> _Work required_: Locate every line in the records below that contains the word "floor", and copy each of those lines.

> _Data_:
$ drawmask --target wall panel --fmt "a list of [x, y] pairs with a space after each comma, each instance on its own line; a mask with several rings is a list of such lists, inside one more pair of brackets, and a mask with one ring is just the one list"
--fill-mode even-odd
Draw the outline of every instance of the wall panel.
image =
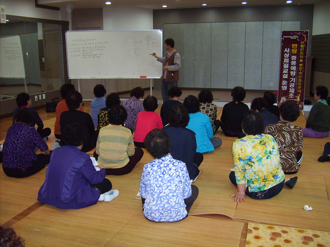
[[196, 23], [195, 42], [195, 86], [211, 87], [211, 23]]
[[245, 22], [229, 22], [227, 88], [244, 86], [245, 47]]
[[181, 57], [178, 85], [182, 87], [195, 87], [194, 23], [182, 23], [180, 25], [180, 48]]
[[211, 88], [227, 88], [228, 22], [213, 22], [211, 53]]
[[[261, 89], [276, 91], [279, 87], [280, 21], [264, 21]], [[273, 86], [271, 86], [273, 82]]]
[[249, 89], [260, 89], [262, 57], [262, 21], [246, 23], [244, 86]]

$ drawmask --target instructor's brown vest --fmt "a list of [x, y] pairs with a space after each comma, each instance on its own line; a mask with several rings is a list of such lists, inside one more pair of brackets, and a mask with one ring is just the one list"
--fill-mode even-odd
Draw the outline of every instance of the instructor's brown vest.
[[[178, 52], [176, 51], [173, 53], [173, 54], [170, 56], [170, 57], [167, 57], [167, 54], [168, 54], [168, 52], [166, 53], [165, 55], [165, 65], [167, 64], [167, 62], [168, 61], [168, 66], [174, 65], [174, 56], [175, 54], [178, 53]], [[165, 71], [163, 71], [163, 75], [162, 76], [162, 78], [164, 78], [164, 74]], [[166, 75], [166, 78], [165, 78], [165, 81], [178, 81], [179, 80], [179, 71], [170, 71], [167, 70], [167, 74]]]

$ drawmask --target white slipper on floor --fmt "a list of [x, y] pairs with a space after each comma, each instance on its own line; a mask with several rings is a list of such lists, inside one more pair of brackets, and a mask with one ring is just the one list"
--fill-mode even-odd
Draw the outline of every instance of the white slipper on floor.
[[100, 198], [99, 198], [99, 201], [104, 201], [104, 196], [106, 195], [109, 195], [112, 192], [112, 190], [109, 190], [108, 192], [106, 192], [103, 194], [100, 195]]
[[119, 191], [118, 190], [110, 190], [108, 195], [104, 196], [104, 201], [110, 202], [119, 195]]

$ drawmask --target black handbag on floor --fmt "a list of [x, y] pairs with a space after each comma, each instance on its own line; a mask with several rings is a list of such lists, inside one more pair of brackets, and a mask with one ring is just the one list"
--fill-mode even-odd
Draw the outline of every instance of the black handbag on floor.
[[46, 102], [46, 112], [55, 112], [56, 106], [61, 101], [58, 98], [52, 98]]

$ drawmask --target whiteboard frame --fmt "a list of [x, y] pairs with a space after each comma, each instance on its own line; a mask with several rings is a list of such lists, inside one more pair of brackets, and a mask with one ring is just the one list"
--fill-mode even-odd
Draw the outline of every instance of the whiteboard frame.
[[[65, 32], [65, 46], [66, 48], [66, 61], [67, 62], [67, 66], [68, 68], [68, 78], [69, 79], [159, 79], [160, 78], [161, 78], [162, 75], [161, 73], [160, 73], [161, 75], [159, 77], [69, 77], [69, 53], [68, 52], [68, 46], [67, 44], [68, 43], [67, 41], [67, 36], [66, 34], [67, 33], [72, 33], [74, 32], [118, 32], [120, 31], [160, 31], [161, 33], [161, 41], [160, 42], [160, 47], [161, 49], [162, 52], [163, 51], [163, 49], [164, 49], [163, 47], [163, 30], [162, 29], [143, 29], [142, 30], [83, 30], [81, 31], [68, 31]], [[162, 68], [162, 65], [161, 67], [160, 68]], [[161, 71], [161, 70], [160, 69], [160, 72]], [[150, 82], [151, 83], [151, 82]], [[80, 92], [80, 91], [79, 91]]]

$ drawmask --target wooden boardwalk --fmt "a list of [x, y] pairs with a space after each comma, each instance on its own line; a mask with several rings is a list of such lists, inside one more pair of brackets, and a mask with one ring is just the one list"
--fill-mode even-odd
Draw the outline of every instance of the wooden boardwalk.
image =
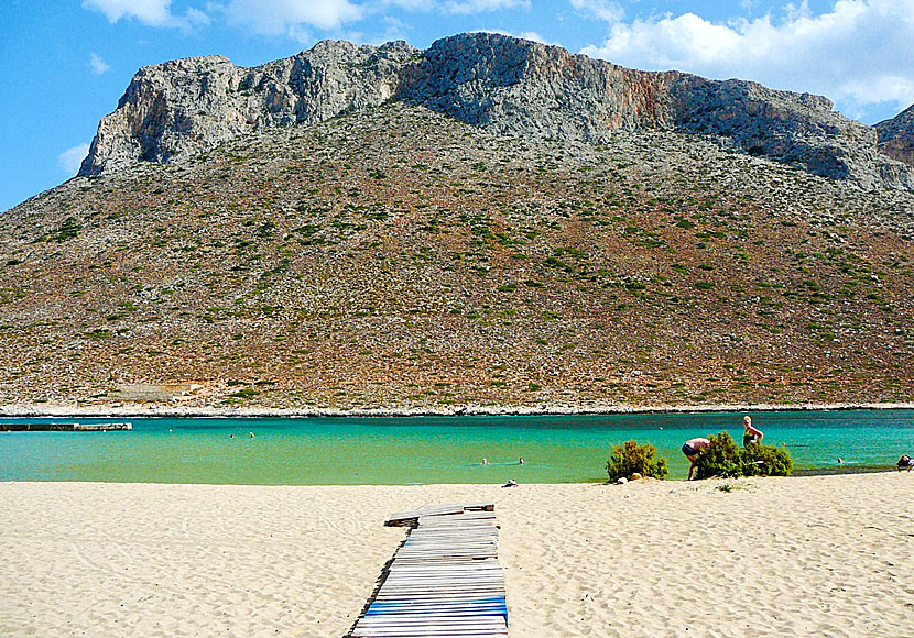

> _Answer for this exercise_:
$ drawmask --target white slipper on floor --fmt "a list of [x, y] pairs with a space after each comma, each instance on its own line; a mask with several rings is a list of such lists, inside one more pair of brackets, and a mask with one ring is just the one list"
Draw the outline of every instance of the white slipper on floor.
$ drawmask --target black handbag on floor --fmt "a list of [x, y] pairs with a space after each comma, each instance on its own line; a mask with several rings is a list of such lists, inside one more pair of brackets, and a mask with one ring is just the one list"
Draw the outline of every instance of the black handbag on floor.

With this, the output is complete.